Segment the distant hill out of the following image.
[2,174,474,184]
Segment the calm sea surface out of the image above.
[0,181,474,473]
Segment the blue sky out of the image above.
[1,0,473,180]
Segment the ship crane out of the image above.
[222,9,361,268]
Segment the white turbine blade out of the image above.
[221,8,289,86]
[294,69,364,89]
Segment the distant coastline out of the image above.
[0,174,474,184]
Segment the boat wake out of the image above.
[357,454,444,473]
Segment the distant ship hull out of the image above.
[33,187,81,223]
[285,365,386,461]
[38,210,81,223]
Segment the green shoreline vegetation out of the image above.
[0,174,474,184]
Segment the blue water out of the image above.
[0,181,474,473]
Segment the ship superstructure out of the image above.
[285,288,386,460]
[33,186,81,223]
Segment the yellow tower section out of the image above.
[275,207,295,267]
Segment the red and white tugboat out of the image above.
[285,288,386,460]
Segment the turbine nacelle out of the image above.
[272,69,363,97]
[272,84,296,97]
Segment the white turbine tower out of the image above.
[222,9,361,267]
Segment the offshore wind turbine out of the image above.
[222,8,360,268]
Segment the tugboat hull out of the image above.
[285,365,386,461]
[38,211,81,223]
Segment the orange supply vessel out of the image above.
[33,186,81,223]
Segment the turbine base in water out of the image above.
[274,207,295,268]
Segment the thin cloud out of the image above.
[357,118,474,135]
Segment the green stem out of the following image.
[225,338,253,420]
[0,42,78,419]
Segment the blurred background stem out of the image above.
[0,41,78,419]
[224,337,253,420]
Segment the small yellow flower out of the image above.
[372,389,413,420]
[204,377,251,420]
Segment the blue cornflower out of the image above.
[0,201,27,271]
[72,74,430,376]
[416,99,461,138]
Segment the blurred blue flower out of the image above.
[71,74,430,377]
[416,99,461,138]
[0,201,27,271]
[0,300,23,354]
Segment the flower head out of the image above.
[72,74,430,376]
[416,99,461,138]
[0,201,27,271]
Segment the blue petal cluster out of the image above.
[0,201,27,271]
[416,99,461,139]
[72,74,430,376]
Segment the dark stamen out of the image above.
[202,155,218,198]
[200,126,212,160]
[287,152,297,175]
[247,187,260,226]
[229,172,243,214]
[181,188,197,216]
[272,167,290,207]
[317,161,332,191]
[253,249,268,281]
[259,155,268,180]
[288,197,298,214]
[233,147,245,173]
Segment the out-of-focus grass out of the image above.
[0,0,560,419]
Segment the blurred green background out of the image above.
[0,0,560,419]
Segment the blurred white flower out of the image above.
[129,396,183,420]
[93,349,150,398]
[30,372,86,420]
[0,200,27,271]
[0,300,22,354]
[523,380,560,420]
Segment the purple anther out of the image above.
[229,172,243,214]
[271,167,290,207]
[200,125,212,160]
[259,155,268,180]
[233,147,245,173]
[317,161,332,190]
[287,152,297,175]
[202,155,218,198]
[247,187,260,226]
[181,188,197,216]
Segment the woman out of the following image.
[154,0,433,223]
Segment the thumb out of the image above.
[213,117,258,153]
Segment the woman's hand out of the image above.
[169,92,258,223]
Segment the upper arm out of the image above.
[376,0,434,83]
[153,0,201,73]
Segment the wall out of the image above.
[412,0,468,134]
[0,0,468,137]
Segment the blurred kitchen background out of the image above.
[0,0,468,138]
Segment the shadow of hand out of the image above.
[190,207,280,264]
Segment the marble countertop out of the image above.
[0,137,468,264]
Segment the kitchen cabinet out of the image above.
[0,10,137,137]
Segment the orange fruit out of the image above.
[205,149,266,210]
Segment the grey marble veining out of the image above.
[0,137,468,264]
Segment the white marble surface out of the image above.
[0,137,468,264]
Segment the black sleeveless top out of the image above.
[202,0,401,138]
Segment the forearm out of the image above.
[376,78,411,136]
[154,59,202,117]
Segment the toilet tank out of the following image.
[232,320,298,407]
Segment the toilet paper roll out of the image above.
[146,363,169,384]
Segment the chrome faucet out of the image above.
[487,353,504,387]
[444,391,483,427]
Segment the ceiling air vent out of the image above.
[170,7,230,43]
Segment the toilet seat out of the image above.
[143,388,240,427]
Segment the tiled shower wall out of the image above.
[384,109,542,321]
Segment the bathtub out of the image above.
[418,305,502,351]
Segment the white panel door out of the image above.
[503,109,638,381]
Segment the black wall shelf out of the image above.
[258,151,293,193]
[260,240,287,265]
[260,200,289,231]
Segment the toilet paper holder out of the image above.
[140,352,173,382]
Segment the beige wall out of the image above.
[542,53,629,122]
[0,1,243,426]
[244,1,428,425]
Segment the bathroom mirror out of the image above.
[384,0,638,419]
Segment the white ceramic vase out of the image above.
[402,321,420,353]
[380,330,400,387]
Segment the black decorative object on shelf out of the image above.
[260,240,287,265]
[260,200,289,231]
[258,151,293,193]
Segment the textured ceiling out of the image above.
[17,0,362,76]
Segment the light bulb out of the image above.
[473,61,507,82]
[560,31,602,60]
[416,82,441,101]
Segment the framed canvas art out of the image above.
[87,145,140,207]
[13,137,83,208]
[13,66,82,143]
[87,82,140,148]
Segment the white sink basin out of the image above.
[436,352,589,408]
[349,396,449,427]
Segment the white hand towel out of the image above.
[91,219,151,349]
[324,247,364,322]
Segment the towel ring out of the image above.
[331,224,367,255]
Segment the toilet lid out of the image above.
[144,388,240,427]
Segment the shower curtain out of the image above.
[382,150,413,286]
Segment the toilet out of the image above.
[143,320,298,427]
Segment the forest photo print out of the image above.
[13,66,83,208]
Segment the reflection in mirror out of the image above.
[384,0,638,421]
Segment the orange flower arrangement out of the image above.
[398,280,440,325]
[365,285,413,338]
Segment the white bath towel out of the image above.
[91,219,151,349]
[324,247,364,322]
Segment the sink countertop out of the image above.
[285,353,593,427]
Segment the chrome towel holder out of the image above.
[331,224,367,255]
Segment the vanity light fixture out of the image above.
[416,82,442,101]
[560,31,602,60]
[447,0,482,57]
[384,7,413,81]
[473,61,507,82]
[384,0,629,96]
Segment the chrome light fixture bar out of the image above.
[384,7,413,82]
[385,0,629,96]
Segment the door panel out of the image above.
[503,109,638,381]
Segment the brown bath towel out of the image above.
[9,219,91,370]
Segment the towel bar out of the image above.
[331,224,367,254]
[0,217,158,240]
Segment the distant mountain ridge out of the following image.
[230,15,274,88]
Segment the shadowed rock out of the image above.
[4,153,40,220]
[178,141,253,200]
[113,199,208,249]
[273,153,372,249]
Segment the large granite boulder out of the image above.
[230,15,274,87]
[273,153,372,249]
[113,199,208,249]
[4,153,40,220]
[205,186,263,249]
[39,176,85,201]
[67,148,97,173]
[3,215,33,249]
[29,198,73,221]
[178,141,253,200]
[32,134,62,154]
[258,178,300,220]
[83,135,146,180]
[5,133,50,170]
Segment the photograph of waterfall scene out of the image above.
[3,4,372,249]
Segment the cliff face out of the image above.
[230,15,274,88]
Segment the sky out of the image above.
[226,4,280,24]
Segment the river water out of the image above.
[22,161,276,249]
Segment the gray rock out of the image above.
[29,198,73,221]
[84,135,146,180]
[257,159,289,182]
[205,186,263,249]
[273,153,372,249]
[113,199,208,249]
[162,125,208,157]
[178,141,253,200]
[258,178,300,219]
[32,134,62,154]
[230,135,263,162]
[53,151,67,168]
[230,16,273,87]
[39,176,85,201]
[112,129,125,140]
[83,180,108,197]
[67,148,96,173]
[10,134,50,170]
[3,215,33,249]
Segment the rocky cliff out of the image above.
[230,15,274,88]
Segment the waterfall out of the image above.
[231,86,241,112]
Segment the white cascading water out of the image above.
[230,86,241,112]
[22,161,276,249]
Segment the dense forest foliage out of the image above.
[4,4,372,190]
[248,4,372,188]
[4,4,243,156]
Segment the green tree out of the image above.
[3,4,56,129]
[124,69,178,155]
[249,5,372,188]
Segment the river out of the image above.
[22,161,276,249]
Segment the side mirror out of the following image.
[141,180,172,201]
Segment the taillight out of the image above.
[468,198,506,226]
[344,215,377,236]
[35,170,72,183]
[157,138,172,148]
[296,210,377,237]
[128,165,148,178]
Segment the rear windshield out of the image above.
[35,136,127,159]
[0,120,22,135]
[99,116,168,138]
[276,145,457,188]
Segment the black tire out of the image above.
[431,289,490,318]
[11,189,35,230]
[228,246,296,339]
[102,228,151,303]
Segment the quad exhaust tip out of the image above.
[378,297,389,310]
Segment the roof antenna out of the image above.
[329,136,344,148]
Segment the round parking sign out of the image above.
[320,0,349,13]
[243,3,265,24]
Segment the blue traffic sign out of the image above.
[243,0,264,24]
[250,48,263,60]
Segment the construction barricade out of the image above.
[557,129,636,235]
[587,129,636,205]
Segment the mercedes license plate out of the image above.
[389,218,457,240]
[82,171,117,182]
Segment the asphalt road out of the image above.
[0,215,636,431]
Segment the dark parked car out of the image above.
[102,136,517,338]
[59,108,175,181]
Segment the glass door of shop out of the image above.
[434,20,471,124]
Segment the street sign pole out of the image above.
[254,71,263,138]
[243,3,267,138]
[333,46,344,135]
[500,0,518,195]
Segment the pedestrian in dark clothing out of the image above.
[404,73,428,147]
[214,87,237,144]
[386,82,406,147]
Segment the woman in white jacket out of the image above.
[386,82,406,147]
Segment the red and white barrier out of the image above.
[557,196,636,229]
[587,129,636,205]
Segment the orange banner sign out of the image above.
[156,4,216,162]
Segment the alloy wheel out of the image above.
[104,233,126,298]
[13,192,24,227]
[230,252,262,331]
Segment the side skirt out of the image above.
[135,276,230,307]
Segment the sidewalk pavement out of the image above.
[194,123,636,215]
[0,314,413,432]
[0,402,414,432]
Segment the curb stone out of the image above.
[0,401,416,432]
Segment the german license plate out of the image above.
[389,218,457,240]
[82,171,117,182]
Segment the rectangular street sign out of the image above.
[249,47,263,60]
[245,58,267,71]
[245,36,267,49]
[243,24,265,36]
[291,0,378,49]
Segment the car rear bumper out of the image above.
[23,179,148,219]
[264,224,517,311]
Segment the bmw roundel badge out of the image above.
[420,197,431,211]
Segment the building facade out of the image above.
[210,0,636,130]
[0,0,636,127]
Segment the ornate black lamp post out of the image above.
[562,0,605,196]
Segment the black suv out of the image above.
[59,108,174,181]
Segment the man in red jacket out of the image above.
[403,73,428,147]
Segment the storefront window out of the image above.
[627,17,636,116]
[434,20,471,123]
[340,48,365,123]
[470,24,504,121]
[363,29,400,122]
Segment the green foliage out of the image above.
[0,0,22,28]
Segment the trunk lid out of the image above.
········
_EXERCISE_:
Resize the records from the line containing "Segment the door" through the line containing "[4,4,243,156]", both ends included, reproducing each request unchanged and multiplying every bounding-box coordinate in the answers by 2.5. Round each result to a whole number, with halves rounded up.

_REPLY TO THE EXERCISE_:
Segment the door panel out of the image above.
[1258,273,1595,953]
Segment the brown bath towel out of the image above.
[23,548,228,925]
Segment the towel bar out of the image above.
[828,560,918,635]
[0,543,395,600]
Segment the distant mountain ridge out of the following image.
[575,38,685,220]
Segment the shadowed rock out of the image above.
[10,383,100,550]
[445,353,633,500]
[283,498,520,623]
[683,383,930,623]
Segment the large granite boulder out of the image above.
[575,38,685,218]
[683,383,930,623]
[283,498,520,623]
[10,383,100,550]
[513,465,658,623]
[98,440,213,503]
[168,370,243,433]
[8,538,83,623]
[73,495,183,553]
[445,353,633,500]
[80,335,155,385]
[645,445,750,550]
[208,338,365,450]
[13,333,125,425]
Segment the photograph of waterfall scene out of the image above.
[8,10,930,623]
Segment the cliff face out of the image above.
[575,38,685,220]
Segment the sky out of the image above.
[565,10,700,60]
Segment the river water out of the image above.
[55,403,690,623]
Segment the gray rock out of the image above.
[73,495,183,553]
[210,338,365,450]
[643,398,723,455]
[513,465,658,623]
[683,383,930,623]
[283,498,520,623]
[405,313,520,393]
[445,353,633,500]
[645,445,750,548]
[80,335,155,385]
[575,338,658,405]
[133,378,168,420]
[575,40,683,218]
[98,440,213,503]
[280,323,313,350]
[208,450,270,493]
[168,370,240,433]
[25,335,125,425]
[8,538,83,623]
Segment the rocky cliff out of the image above.
[575,38,685,220]
Segment the waterfall out of the image above.
[578,215,603,280]
Segment the white cascading water out of the image above.
[575,215,603,280]
[55,403,690,623]
Segment the dense forest foliage out of the image above.
[10,10,930,475]
[620,10,930,470]
[10,10,608,390]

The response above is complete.